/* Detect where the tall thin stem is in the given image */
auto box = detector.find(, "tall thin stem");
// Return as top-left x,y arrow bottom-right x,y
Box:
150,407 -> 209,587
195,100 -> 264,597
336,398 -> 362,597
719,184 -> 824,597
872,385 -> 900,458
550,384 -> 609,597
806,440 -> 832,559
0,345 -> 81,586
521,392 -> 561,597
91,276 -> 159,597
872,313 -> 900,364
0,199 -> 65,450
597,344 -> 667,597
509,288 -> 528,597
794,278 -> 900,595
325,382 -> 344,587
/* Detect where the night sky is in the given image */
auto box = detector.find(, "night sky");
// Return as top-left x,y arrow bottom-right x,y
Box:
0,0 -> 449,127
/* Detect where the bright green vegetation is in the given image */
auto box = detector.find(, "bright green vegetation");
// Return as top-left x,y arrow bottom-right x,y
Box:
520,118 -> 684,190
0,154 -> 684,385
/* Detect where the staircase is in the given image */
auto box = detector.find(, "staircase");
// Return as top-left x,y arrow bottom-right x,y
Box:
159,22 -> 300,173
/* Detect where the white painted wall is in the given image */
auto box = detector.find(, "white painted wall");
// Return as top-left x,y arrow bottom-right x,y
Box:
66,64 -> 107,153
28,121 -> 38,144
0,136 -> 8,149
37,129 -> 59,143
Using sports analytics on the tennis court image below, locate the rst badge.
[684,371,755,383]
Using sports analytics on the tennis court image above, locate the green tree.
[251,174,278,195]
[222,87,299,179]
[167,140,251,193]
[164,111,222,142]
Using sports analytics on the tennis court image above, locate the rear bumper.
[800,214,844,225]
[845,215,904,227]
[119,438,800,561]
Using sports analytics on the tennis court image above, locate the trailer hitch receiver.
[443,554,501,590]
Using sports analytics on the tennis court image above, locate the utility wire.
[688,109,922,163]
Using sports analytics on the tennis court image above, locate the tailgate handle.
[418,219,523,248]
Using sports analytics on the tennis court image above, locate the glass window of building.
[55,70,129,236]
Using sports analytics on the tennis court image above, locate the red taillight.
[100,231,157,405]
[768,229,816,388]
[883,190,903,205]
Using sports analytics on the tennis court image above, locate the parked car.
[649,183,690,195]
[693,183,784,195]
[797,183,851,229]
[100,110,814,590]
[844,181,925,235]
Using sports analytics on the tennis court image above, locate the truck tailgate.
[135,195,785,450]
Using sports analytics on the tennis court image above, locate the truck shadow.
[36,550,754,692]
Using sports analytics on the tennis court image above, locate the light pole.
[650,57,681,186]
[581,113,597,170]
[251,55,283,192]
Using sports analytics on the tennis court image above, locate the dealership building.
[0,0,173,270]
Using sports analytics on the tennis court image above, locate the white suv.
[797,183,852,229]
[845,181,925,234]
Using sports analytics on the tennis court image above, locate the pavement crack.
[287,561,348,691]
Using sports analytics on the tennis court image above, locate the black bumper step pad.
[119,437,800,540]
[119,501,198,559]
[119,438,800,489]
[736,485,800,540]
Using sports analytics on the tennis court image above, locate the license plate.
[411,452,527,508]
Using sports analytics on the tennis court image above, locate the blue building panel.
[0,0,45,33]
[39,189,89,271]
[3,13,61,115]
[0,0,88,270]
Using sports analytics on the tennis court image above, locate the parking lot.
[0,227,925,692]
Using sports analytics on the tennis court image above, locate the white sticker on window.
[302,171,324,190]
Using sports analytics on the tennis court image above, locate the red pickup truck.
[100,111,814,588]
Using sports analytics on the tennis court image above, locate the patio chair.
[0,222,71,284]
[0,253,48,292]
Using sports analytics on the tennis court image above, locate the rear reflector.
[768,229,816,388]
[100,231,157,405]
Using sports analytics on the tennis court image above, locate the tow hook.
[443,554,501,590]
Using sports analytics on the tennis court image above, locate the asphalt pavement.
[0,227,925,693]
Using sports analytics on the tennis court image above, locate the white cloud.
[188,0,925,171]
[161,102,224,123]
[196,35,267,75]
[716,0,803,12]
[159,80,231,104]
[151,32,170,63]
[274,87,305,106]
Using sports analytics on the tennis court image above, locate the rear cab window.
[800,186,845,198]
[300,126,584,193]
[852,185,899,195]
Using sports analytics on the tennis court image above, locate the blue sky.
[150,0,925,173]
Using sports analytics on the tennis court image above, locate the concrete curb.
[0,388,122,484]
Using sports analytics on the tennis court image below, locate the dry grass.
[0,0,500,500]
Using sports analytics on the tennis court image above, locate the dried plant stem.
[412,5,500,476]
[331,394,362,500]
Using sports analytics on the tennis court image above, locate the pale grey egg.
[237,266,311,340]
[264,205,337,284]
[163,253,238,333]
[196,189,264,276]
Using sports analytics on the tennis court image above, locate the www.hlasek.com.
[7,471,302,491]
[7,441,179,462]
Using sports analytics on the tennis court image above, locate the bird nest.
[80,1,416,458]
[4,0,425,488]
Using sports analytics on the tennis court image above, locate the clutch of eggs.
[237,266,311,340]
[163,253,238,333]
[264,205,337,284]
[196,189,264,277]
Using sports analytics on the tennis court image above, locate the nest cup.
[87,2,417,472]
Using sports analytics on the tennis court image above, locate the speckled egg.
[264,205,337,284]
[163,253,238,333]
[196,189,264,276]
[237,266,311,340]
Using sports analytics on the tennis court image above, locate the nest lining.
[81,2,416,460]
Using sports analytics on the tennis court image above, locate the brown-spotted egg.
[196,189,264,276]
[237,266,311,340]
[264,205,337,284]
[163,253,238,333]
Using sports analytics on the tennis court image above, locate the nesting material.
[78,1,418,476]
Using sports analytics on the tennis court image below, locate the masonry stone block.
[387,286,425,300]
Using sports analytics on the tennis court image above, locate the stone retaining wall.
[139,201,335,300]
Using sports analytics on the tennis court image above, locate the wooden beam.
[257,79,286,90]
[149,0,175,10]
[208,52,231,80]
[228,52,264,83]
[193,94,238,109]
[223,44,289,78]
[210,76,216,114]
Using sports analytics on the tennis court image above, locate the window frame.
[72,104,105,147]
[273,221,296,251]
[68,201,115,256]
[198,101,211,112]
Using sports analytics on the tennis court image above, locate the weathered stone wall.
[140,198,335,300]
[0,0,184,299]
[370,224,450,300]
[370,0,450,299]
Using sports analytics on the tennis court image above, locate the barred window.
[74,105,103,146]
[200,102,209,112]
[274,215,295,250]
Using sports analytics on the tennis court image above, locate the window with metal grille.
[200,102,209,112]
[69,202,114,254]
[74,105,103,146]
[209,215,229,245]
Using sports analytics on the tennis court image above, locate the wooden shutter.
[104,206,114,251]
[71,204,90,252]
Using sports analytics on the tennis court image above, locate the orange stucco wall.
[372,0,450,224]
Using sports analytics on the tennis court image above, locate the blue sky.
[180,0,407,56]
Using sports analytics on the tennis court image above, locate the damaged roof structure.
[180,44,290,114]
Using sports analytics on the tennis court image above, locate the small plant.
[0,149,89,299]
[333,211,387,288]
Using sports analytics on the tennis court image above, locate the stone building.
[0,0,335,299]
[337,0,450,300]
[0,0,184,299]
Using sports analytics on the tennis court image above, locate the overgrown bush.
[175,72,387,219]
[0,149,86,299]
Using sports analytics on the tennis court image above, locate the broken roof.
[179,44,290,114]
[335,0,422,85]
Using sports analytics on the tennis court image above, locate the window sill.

_DIRECTIVE_
Copy all the lines above word for word, with nothing changed.

_SOLVED PROBLEM_
/* Detect where the tall thin stem is in the given image */
auto box = detector.find(, "tall thin stem");
// Return as top-left x,y arrow bottom-right x,y
Box:
150,407 -> 209,587
195,100 -> 264,597
336,398 -> 362,597
719,184 -> 824,597
872,385 -> 900,458
550,384 -> 609,597
806,440 -> 832,559
0,345 -> 81,586
521,392 -> 561,597
91,276 -> 159,597
872,313 -> 900,364
0,199 -> 65,450
597,344 -> 667,597
509,288 -> 528,597
794,278 -> 900,595
325,382 -> 344,587
/* Detect where the night sky is in the given image */
auto box = detector.find(, "night sky");
// Return as top-left x,y arrow bottom-right x,y
Box:
0,0 -> 449,127
/* Detect where the bright green vegetation is in the given image */
auto box = detector.find(, "bright green vegetation");
// Return as top-left x,y arrow bottom-right x,y
Box:
520,118 -> 684,190
0,154 -> 684,385
/* Detect where the staircase is in the given image */
auto box = detector.find(, "staircase");
// Return as top-left x,y arrow bottom-right x,y
Box:
159,22 -> 300,173
/* Detect where the white painted wall is in the given image */
auto box = detector.find(, "white painted wall");
// Return as top-left x,y arrow bottom-right x,y
Box:
66,64 -> 107,153
28,121 -> 38,144
0,136 -> 8,149
37,129 -> 59,143
Using sports analytics on the tennis court image below, locate the rst badge.
[684,371,755,383]
Using sports analytics on the tennis court image above, locate the green tree.
[251,174,278,195]
[222,87,299,179]
[167,140,251,193]
[164,111,222,142]
Using sports analytics on the tennis court image above, locate the rear bumper.
[800,214,844,225]
[845,215,904,227]
[119,438,800,561]
Using sports analytics on the tennis court image above, locate the trailer hitch receiver.
[443,554,501,590]
Using sports analytics on the tennis court image above, locate the utility wire.
[688,109,922,163]
Using sports analytics on the tennis court image above, locate the tailgate handle.
[418,219,523,248]
Using sports analytics on the tennis court image above, locate the glass window of building.
[55,70,129,236]
Using sports analytics on the tennis court image above, locate the red taillight.
[100,231,157,405]
[768,229,816,388]
[883,190,903,205]
Using sports analytics on the tennis court image above, locate the parked car.
[649,183,690,195]
[693,183,784,195]
[797,183,851,229]
[100,110,814,590]
[844,181,925,235]
Using sports analytics on the tennis court image above, locate the truck tailgate.
[135,195,785,450]
Using sports analytics on the tennis court image above, locate the truck shadow.
[36,550,754,692]
Using sports analytics on the tennis court image above, locate the light pole.
[650,57,681,186]
[581,113,597,170]
[251,55,283,192]
Using sports analytics on the tennis court image above, locate the dealership building.
[0,0,173,270]
Using sports analytics on the tennis court image above, locate the white suv.
[797,183,852,229]
[845,181,925,234]
Using sports analytics on the tennis court image above, locate the pavement crack.
[287,561,348,691]
Using sports analytics on the tennis court image above, locate the black bumper step pad.
[119,437,800,540]
[119,501,198,559]
[119,438,800,489]
[736,485,800,540]
Using sports analytics on the tennis court image above, locate the license plate.
[411,452,527,508]
Using sports analytics on the tennis court image above, locate the blue building panel.
[0,0,45,33]
[39,189,89,271]
[3,13,61,115]
[0,0,88,270]
Using sports analytics on the tennis court image above, locate the parking lot.
[0,227,925,692]
Using sports analytics on the tennis court image above, locate the white sticker on window.
[302,171,324,190]
Using sports analytics on the tennis court image above, locate the red pickup truck.
[100,111,814,588]
Using sports analytics on the tennis court image above, locate the patio chair.
[0,222,71,284]
[0,253,48,292]
Using sports analytics on the tennis court image above, locate the rear reflector.
[768,229,816,388]
[100,231,157,405]
Using sports analytics on the tennis court image above, locate the tow hook.
[443,554,501,590]
Using sports analytics on the tennis court image above, locate the asphalt pavement.
[0,227,925,693]
Using sports analytics on the tennis court image above, locate the white cloud.
[188,0,925,171]
[161,102,224,123]
[196,35,267,75]
[716,0,803,12]
[159,80,231,104]
[151,32,170,63]
[274,87,305,106]
Using sports analytics on the tennis court image above, locate the rear cab window.
[800,186,845,198]
[300,126,584,193]
[852,185,899,195]
Using sports analytics on the tennis court image above, locate the blue sky.
[150,0,925,173]
Using sports analytics on the tennis court image above, locate the concrete curb.
[0,388,122,484]
Using sports analytics on the tennis court image below, locate the dry grass.
[0,0,500,500]
Using sports analytics on the tennis court image above, locate the dried plant stem.
[412,5,500,476]
[331,394,362,500]
Using sports analytics on the tennis court image above, locate the pale grey egg.
[237,266,311,340]
[264,205,337,284]
[163,253,238,333]
[196,189,264,276]
Using sports analytics on the tennis court image above, locate the www.hlasek.com.
[7,471,302,491]
[7,441,179,462]
Using sports analytics on the tennis court image above, locate the bird nest.
[80,1,416,458]
[4,0,425,488]
Using sports analytics on the tennis court image above, locate the clutch of eggs.
[237,266,311,340]
[163,253,238,333]
[264,205,337,284]
[196,189,264,277]
Using sports analytics on the tennis court image above, locate the nest cup.
[87,2,417,472]
Using sports analytics on the tennis court image above, locate the speckled egg.
[264,205,337,284]
[163,253,238,333]
[196,189,264,276]
[237,266,311,340]
Using sports analytics on the tennis court image above, locate the nest lining.
[81,2,416,460]
Using sports analytics on the tennis court image above, locate the brown-spotted egg.
[196,189,264,276]
[237,266,311,340]
[264,205,337,284]
[163,253,238,333]
Using sports analytics on the tennis court image above, locate the nesting material.
[78,1,418,476]
Using sports analytics on the tennis court image below, locate the masonry stone block.
[387,286,425,300]
Using sports analytics on the tennis court image above, locate the stone retaining wall.
[139,201,335,300]
Using sports analytics on the tennis court image above, locate the wooden beam.
[257,79,286,90]
[149,0,175,10]
[208,52,231,80]
[228,52,264,83]
[193,94,238,109]
[223,44,289,78]
[210,76,216,114]
Using sports analytics on the tennis court image above, locate the window frame.
[72,104,105,147]
[273,221,296,251]
[68,201,115,256]
[198,101,211,112]
Using sports analytics on the tennis court image above, locate the weathered stone wall.
[140,198,335,300]
[0,0,184,299]
[370,224,450,300]
[370,0,450,299]
Using sports analytics on the tennis court image above, locate the barred window.
[74,105,103,146]
[200,102,209,112]
[274,215,295,250]
Using sports analytics on the tennis court image above, locate the window with metal grille.
[200,102,209,112]
[69,202,114,254]
[74,105,103,146]
[209,215,229,245]
Using sports analytics on the tennis court image above, locate the wooden shutter.
[104,206,114,251]
[71,204,90,252]
Using sports analytics on the tennis court image above, locate the orange stucco wall.
[372,0,450,224]
Using sports analytics on the tennis court image above, locate the blue sky.
[180,0,407,56]
Using sports analytics on the tennis court image above, locate the damaged roof structure.
[180,44,290,114]
Using sports analytics on the tennis court image above, locate the small plant.
[0,149,89,299]
[333,211,387,288]
Using sports analytics on the tennis court image above, locate the stone building.
[0,0,335,299]
[337,0,450,300]
[0,0,184,299]
Using sports analytics on the tennis court image above, locate the overgrown bush.
[175,72,387,219]
[0,149,86,299]
Using sports analytics on the tennis court image above, locate the broken roof.
[179,44,290,114]
[335,0,422,85]
Using sports analytics on the tennis court image above, locate the window sill.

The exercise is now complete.